8. Nel caso di sentenza penale definitiva di assoluzione, pronunciata con la formula “il fatto non sussiste” o “l'imputato non lo ha commesso”, quanto corrisposto, durante il periodo di sospensione cautelare, a titolo di assegno alimentare verrà conguagliato con quanto dovuto al dirigente se fosse rimasto in servizio, tenendo conto anche della retribuzione di posizione in godimento all'atto della sospensione. Ove il procedimento disciplinare riprenda per altre infrazioni, ai sensi dell'art. 11, (Rapporto tra procedimento disciplinare e procedimento penale) il conguaglio dovrà tener conto delle sanzioni eventualmente applicate.
9. In tutti gli altri casi di riattivazione del procedimento disciplinare a seguito di condanna penale, ove questo si concluda con una sanzione diversa dal licenziamento, quanto corrisposto al dirigente precedentemente sospeso viene conguagliato quanto dovuto se fosse stato in servizio, tenendo conto anche della retribuzione di posizione in godimento all'atto della sospensione; dal conguaglio sono esclusi i periodi di sospensione del comma 1 e quelli eventualmente inflitti a seguito del giudizio disciplinare riattivato.

* _Istruzioni_:
a - Nell'estratto, trascrivi il passo compreso tra "9. In tutti" e "giudizio disciplinare riattivato.", estremi inclusi, sostituendo "licenziamento" con "destituzione".
b - Traduci in inglese questa frase dell'estratto: "Ove il procedimento disciplinare riprenda per altre infrazioni, ai sensi dell'art. 11, (Rapporto tra procedimento disciplinare e procedimento penale) il conguaglio dovrà tener conto delle sanzioni eventualmente applicate."

* _Materiale proposto_:

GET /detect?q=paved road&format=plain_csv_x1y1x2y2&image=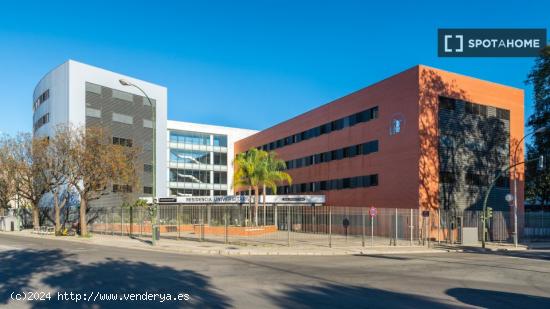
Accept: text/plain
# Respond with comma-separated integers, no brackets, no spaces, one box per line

* _Soluzioni_:
a -
9. In tutti gli altri casi di riattivazione del procedimento disciplinare a seguito di condanna penale, ove questo si concluda con una sanzione diversa dal destituzione, quanto corrisposto al dirigente precedentemente sospeso viene conguagliato quanto dovuto se fosse stato in servizio, tenendo conto anche della retribuzione di posizione in godimento all'atto della sospensione; dal conguaglio sono esclusi i periodi di sospensione del comma 1 e quelli eventualmente inflitti a seguito del giudizio disciplinare riattivato.

b - Where the disciplinary proceedings resume for other infractions, pursuant to Art. 11 (Relationship between disciplinary proceedings and criminal proceedings), the adjustment shall take into account any penalties that may have been applied.